---- EXERCISE INPUT

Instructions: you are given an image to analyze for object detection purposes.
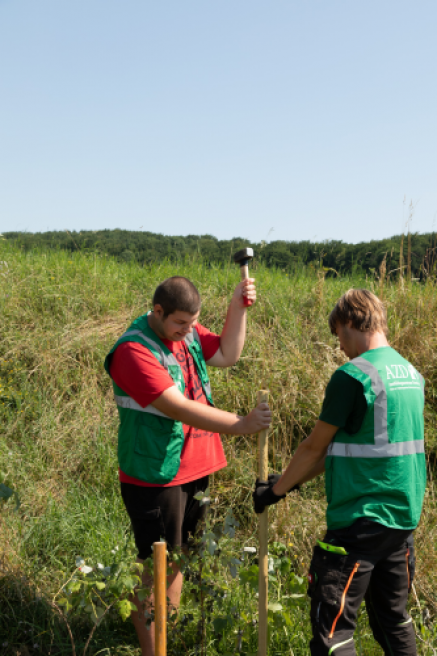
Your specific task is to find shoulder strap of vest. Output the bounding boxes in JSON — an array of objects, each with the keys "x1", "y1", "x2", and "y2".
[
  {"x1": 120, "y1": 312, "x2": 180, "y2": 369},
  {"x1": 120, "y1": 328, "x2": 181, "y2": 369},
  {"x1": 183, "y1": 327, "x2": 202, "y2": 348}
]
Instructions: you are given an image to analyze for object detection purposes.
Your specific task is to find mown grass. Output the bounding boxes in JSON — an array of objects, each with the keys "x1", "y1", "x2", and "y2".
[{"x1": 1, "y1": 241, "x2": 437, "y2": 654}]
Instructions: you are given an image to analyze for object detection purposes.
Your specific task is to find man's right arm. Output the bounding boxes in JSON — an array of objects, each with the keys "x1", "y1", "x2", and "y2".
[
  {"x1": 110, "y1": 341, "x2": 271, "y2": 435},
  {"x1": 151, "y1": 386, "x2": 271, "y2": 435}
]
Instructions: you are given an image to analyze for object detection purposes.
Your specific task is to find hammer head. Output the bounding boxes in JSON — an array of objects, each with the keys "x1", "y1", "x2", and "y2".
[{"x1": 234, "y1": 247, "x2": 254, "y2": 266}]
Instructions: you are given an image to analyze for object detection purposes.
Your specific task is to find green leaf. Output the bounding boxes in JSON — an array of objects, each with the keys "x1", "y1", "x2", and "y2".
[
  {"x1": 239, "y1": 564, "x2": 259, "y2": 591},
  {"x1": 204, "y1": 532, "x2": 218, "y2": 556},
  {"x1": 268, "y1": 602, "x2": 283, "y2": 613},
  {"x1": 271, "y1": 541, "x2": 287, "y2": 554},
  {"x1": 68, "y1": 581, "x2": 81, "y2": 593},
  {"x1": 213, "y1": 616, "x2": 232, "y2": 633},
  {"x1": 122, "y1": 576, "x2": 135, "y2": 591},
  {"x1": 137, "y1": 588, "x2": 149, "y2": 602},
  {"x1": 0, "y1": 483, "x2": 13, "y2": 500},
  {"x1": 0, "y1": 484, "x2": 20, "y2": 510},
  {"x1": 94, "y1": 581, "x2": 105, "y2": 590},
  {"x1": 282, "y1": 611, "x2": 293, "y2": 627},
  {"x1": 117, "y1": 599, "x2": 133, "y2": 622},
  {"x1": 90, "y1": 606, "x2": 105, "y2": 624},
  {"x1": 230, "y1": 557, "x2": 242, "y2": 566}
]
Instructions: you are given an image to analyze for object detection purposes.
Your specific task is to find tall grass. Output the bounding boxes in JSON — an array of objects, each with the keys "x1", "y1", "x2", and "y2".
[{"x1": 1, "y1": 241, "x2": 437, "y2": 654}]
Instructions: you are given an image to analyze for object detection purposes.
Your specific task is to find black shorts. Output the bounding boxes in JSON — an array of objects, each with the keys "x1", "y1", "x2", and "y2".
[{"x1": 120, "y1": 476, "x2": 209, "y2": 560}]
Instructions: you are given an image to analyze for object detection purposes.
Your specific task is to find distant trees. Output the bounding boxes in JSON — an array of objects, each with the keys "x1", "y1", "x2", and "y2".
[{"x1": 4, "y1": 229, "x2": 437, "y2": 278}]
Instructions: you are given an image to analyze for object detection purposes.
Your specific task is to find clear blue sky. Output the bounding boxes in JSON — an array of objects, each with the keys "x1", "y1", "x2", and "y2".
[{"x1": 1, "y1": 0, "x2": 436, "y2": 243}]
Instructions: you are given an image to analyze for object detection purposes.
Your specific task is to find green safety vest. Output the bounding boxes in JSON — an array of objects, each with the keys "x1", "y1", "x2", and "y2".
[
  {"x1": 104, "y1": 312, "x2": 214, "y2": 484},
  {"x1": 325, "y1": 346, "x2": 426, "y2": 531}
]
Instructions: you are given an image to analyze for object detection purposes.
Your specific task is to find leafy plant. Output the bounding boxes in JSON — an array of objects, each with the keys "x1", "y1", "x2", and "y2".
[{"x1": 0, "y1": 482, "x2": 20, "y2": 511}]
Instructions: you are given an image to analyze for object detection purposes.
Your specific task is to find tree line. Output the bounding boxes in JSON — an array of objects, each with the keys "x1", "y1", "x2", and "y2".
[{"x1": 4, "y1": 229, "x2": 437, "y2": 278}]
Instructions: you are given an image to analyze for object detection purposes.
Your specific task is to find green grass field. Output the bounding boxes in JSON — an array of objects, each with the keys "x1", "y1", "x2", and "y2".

--------

Word for word, quote the lines above. Omit the pictures.

Instructions: you are given an image to analyze for object detection purposes.
Your specific task is to find shoulder strap of vest. Output the bounding boxes in JSON — an array of objects, each with the keys "x1", "y1", "x2", and "y2".
[
  {"x1": 120, "y1": 312, "x2": 180, "y2": 369},
  {"x1": 120, "y1": 328, "x2": 181, "y2": 369},
  {"x1": 183, "y1": 327, "x2": 202, "y2": 348}
]
Instructions: you are given an image to analyze for object detection purposes.
Your specific task is to find mown grass. Output the bounding boxes in JSON — an array of objects, each with the keys "x1", "y1", "x2", and "y2".
[{"x1": 1, "y1": 241, "x2": 437, "y2": 654}]
Instructions: you are given an image to analyze for object detection purposes.
Your specific task is to find man's right arm. Output the bounding boxes in JSON — an array of objects, each with the keys "x1", "y1", "x2", and "y2".
[
  {"x1": 110, "y1": 341, "x2": 271, "y2": 435},
  {"x1": 151, "y1": 386, "x2": 271, "y2": 435}
]
Instructions: you are given an image to analyze for object detection purposes.
Your specific task is to find hammer head. Output the bounding boxes in JSON — an array of objects, each with the keys "x1", "y1", "x2", and "y2".
[{"x1": 234, "y1": 247, "x2": 254, "y2": 266}]
Instructions: you are given an image to analyze for object detection purposes.
Your specific task is to find green leaf. Output the bounding boxes in JSON — an array of objects, each with the keys "x1", "y1", "x2", and "y2".
[
  {"x1": 239, "y1": 564, "x2": 259, "y2": 591},
  {"x1": 204, "y1": 532, "x2": 218, "y2": 556},
  {"x1": 268, "y1": 602, "x2": 283, "y2": 613},
  {"x1": 271, "y1": 541, "x2": 287, "y2": 554},
  {"x1": 68, "y1": 581, "x2": 81, "y2": 593},
  {"x1": 213, "y1": 616, "x2": 232, "y2": 633},
  {"x1": 122, "y1": 576, "x2": 135, "y2": 591},
  {"x1": 137, "y1": 588, "x2": 149, "y2": 602},
  {"x1": 0, "y1": 483, "x2": 13, "y2": 500},
  {"x1": 0, "y1": 484, "x2": 20, "y2": 510},
  {"x1": 94, "y1": 581, "x2": 105, "y2": 590},
  {"x1": 282, "y1": 611, "x2": 293, "y2": 627},
  {"x1": 117, "y1": 599, "x2": 133, "y2": 622},
  {"x1": 90, "y1": 606, "x2": 105, "y2": 624},
  {"x1": 230, "y1": 557, "x2": 242, "y2": 566}
]
Instructions: you are given an image to analyze for object detection purposes.
Your specific task is to find tall grass. Output the bounding boxes in JSON — an array of objects, each with the keys "x1", "y1", "x2", and "y2".
[{"x1": 1, "y1": 241, "x2": 437, "y2": 654}]
Instructions: you are given an image to analyze for object detection purposes.
Your specific task is to find black shorts. Output the bounding boxes in JSON — an array of objects, each with the keys "x1", "y1", "x2", and "y2".
[{"x1": 120, "y1": 476, "x2": 209, "y2": 560}]
Instructions: you are given an image to analyze for object detection purposes.
Your specific task is to find distant trees. Output the bounding boxes in JSON — an array of objects, each with the keys "x1", "y1", "x2", and "y2".
[{"x1": 4, "y1": 229, "x2": 437, "y2": 278}]
Instructions: you are given an image to analyze for object detection purposes.
Your specific task is to find clear blue sky. Output the bounding boxes in JSON — an array of objects, each with the keys "x1", "y1", "x2", and "y2".
[{"x1": 1, "y1": 0, "x2": 436, "y2": 243}]
Instructions: you are given an image to analyze for object detection purposes.
Your specific task is to find green safety vest. Output the bounding boxes in JSON — an array of objects, each with the keys "x1", "y1", "x2", and "y2".
[
  {"x1": 104, "y1": 312, "x2": 214, "y2": 484},
  {"x1": 325, "y1": 346, "x2": 426, "y2": 531}
]
Instructions: you are given an image to analyze for object detection purposes.
Your specific task is to find leafy plant. Output the bounding boxes in JSON — an array of objects, each with the keys "x1", "y1", "x2", and "y2".
[{"x1": 0, "y1": 482, "x2": 20, "y2": 511}]
Instructions: you are given an image to analyze for object detection purposes.
Your specific task is to find tree line. Output the bounding boxes in JSON — an array of objects, each with the keys "x1", "y1", "x2", and "y2".
[{"x1": 4, "y1": 229, "x2": 437, "y2": 278}]
Instructions: you are given an image to analyze for object detection purposes.
Your specific task is to find green grass field. Output the bounding boxes in JSON — an array of objects, each with the keys "x1", "y1", "x2", and "y2".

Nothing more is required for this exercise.